宮崎洋平(TAMA 映画フォーラム実行委員会 TAMA NEW WAVEディレクター)

福永朱梨が演じた少女・澄子の、孤独の深淵を感じさせる瞳が忘れられない。 「本当のことを言おうか」と欺瞞にみちた世界への復讐を眼差したその目は、 どんな涙を流しうるのか。 愛が世界を壊し、愛がそれらをつなぎとめる、 この異色の青春譚をスクリーンで確かめてみてほしい。

鶴岡明史(ちば映画祭)

中川奈月監督はジャンル映画を目指している思う。ホラー、サスペンス、メロドラマといったジャンルに魅力的な人物を登場させる。そしてその人物は時に溶鉱炉のような燃える感情を秘め、時に厭世観とも言える絶望的な感情を持ち、眼球で訴えかけてくることで、映画はジャンルを超え深みを持つ。

_課題の指示_:
次の(a)〜(c)がそれぞれ抜粋の内容と合っているかを「はい」か「いいえ」で答え、判断の決め手となる抜粋の語句を一字も変えずに引用せよ。
(a) 澄子という少女を演じたのは福永朱梨である。
(b) 鶴岡明史はTAMA 映画フォーラム実行委員会の所属として紹介されている。
(c) 中川奈月監督の作品の人物は、言葉で訴えかけることで映画に深みを与えるとされている。
次に並ぶ行は解答に使わない。

位置注釈の行:

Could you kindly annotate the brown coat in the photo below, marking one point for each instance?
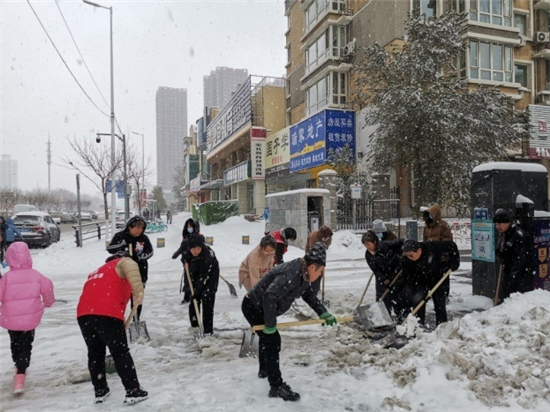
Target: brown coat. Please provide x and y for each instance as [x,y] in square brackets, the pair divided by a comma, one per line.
[438,229]
[324,232]
[253,267]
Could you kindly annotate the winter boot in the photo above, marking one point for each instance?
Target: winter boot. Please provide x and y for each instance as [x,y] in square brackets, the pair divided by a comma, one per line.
[19,383]
[101,394]
[136,395]
[284,392]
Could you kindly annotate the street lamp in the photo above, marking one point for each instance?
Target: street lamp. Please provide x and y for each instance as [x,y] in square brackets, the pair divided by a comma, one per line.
[142,163]
[113,191]
[126,200]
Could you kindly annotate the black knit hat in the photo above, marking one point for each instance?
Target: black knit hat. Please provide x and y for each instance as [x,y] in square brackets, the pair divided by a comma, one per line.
[503,216]
[195,240]
[317,254]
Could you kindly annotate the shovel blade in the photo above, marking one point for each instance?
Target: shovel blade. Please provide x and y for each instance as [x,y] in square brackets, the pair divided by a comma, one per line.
[250,345]
[373,316]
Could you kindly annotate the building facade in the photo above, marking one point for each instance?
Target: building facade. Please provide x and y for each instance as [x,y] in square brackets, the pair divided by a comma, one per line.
[8,172]
[220,84]
[171,116]
[508,46]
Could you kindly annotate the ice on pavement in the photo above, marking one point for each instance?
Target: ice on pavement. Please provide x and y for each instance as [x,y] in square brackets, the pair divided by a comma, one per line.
[490,359]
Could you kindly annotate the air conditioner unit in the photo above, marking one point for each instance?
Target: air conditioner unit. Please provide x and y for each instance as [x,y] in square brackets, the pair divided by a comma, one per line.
[349,48]
[542,37]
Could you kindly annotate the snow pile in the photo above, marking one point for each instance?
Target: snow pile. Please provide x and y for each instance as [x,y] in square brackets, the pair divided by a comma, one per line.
[501,356]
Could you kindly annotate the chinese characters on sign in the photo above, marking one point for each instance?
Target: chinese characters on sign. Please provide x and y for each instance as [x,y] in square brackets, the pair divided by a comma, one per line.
[277,151]
[311,139]
[237,173]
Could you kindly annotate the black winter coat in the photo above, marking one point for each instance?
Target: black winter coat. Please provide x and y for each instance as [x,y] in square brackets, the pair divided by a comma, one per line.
[141,249]
[516,259]
[204,271]
[436,259]
[280,287]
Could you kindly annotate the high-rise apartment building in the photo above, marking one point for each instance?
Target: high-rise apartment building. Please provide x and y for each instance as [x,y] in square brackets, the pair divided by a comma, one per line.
[218,87]
[8,172]
[171,104]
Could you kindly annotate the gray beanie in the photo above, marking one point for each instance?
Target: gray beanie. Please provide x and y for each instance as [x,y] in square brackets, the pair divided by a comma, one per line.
[379,226]
[317,254]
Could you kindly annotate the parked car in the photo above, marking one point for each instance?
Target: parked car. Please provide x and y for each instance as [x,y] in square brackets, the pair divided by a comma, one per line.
[37,228]
[68,218]
[92,213]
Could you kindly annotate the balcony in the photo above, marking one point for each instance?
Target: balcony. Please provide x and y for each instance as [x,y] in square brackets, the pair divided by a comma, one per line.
[542,5]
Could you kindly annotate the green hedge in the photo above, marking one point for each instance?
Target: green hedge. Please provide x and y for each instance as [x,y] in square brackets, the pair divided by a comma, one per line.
[209,213]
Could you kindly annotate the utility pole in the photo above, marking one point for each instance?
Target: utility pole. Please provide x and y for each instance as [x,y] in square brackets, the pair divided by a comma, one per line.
[49,162]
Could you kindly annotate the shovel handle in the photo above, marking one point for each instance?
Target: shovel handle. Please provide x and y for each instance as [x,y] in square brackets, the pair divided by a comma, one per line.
[390,285]
[303,322]
[430,293]
[132,314]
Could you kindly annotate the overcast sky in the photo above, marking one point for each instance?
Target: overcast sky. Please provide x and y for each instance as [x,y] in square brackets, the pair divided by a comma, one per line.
[156,43]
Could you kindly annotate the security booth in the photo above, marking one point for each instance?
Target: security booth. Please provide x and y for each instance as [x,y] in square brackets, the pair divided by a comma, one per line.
[519,187]
[304,209]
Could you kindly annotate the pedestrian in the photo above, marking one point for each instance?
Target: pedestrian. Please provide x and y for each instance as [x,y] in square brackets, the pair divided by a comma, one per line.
[24,292]
[3,228]
[11,232]
[424,264]
[514,256]
[134,241]
[100,317]
[204,271]
[324,234]
[383,233]
[190,227]
[272,296]
[282,237]
[257,263]
[384,259]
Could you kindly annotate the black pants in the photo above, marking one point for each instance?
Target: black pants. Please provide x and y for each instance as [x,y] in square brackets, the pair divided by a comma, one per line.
[418,292]
[21,348]
[104,331]
[270,345]
[205,302]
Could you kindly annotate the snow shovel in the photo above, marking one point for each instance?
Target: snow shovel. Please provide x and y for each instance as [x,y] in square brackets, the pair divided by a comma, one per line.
[197,312]
[232,289]
[250,343]
[137,329]
[375,315]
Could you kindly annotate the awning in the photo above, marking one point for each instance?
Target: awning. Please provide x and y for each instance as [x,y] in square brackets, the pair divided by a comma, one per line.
[212,185]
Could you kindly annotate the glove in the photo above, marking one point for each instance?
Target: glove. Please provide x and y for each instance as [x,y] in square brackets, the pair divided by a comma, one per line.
[138,300]
[329,318]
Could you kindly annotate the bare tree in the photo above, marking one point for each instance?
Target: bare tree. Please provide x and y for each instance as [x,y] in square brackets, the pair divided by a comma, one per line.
[136,172]
[93,161]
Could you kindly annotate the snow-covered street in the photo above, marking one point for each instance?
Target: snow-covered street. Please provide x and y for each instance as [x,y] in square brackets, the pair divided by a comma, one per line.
[491,359]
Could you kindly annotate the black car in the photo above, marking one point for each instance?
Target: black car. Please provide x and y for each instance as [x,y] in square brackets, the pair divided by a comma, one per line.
[37,228]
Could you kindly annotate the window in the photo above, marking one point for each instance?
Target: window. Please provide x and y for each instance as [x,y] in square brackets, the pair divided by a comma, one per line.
[318,8]
[331,90]
[520,74]
[426,7]
[498,12]
[520,21]
[490,61]
[320,50]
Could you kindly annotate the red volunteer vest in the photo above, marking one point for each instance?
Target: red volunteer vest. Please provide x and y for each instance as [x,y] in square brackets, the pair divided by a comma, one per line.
[105,293]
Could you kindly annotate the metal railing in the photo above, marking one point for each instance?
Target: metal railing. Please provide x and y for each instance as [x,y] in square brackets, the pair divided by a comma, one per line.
[89,231]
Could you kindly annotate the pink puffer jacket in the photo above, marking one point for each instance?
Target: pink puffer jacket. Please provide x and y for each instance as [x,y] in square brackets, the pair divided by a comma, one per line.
[23,291]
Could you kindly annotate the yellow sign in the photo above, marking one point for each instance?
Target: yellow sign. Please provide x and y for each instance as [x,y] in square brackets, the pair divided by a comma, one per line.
[277,149]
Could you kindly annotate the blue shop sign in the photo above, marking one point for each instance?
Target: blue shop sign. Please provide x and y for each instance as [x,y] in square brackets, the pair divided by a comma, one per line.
[311,139]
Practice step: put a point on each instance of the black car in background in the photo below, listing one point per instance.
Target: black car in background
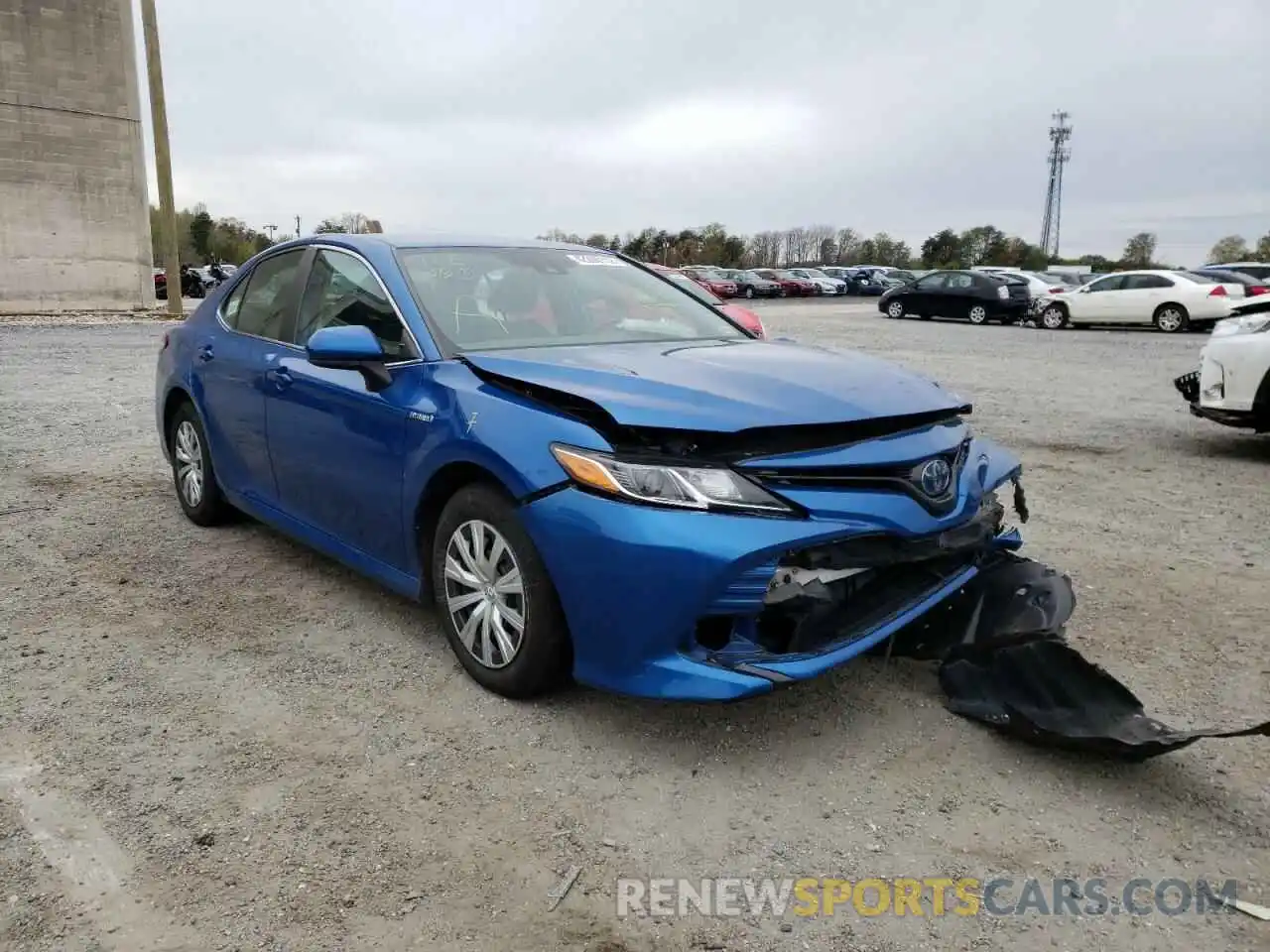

_解答_:
(a) はい。「福永朱梨が演じた少女・澄子」
(b) いいえ。「鶴岡明史(ちば映画祭)」
(c) いいえ。「眼球で訴えかけてくることで、映画はジャンルを超え深みを持つ」